> Dataset extract:
┄┄┄┄┄┄┄┄┄┄┄┄┄┄┄┄┄┄┄┄
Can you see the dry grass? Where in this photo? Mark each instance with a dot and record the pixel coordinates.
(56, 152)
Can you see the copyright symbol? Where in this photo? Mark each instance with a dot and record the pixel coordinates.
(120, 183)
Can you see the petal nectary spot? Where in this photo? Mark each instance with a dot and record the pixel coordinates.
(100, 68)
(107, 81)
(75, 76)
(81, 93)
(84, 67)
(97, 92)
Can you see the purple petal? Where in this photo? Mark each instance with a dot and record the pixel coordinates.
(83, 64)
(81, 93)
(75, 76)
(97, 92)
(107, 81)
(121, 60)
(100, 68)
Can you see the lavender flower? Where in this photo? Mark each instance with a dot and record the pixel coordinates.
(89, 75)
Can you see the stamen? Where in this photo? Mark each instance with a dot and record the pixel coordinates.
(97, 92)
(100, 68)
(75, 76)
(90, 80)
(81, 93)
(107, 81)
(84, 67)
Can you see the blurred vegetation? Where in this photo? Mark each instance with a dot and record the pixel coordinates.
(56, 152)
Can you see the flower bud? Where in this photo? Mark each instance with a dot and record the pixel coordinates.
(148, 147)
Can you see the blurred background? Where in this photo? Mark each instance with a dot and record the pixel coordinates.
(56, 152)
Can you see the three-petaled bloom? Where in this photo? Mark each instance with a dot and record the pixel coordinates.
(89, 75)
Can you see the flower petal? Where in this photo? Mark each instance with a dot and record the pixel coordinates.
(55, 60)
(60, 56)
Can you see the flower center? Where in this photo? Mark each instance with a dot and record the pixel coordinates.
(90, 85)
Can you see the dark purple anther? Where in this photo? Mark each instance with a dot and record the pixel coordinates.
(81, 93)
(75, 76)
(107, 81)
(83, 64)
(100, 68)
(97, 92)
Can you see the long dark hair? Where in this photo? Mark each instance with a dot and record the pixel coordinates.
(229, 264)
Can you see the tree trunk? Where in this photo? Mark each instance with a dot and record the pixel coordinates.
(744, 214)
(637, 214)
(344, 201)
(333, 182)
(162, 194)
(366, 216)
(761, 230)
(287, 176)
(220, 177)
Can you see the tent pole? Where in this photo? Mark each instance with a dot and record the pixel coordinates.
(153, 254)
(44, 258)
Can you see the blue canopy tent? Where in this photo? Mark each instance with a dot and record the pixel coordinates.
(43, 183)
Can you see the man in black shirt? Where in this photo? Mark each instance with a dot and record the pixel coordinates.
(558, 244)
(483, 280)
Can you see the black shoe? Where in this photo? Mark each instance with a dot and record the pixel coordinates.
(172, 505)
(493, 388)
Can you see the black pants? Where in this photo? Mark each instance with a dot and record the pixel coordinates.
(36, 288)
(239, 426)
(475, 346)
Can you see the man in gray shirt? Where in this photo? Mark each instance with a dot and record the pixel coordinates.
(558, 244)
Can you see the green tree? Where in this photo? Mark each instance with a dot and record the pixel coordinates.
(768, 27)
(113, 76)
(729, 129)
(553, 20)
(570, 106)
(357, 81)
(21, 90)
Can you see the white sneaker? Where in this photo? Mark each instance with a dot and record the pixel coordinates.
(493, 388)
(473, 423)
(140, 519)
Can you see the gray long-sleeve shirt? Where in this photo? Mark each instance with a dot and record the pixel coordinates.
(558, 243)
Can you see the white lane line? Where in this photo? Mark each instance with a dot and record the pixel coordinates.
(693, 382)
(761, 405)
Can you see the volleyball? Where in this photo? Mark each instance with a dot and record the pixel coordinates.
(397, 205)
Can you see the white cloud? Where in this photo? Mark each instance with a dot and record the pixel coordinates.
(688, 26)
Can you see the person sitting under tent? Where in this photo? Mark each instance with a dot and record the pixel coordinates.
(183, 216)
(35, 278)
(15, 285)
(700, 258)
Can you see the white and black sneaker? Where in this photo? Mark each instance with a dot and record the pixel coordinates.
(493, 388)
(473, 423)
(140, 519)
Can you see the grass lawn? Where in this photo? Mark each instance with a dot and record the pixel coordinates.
┄┄┄┄┄┄┄┄┄┄┄┄┄┄┄┄┄┄┄┄
> Exercise aim: Type out exactly the span of lines from the one with "Can you see the gray" to the end of the material above, counting both end lines, and nothing else.

> Solution for this task:
Can you see the gray long-sleeve shirt? Where in this photo? Mark each instance with a dot and record the pixel coordinates.
(558, 243)
Can you see the white lane line? Where in this photo? Mark each instance with a dot and record the pixel coordinates.
(693, 382)
(761, 405)
Can you see the volleyball? Where in this photo? Mark each instance with a dot and record the pixel coordinates.
(397, 205)
Can you see the white cloud? Where in this photo? Mark each instance with a dot and record the pixel coordinates.
(688, 26)
Can you see the person sitting under tent? Where in this photo? Mark each instance with a dot and record the pixel coordinates.
(183, 216)
(35, 278)
(15, 285)
(700, 258)
Can you see the white and black sneaker? Where in this photo? Mark each instance with a dot and record the pixel coordinates.
(493, 388)
(473, 423)
(140, 519)
Can you see the grass lawn? Where in this photo? Mark each instance with a dot and record the pixel coordinates.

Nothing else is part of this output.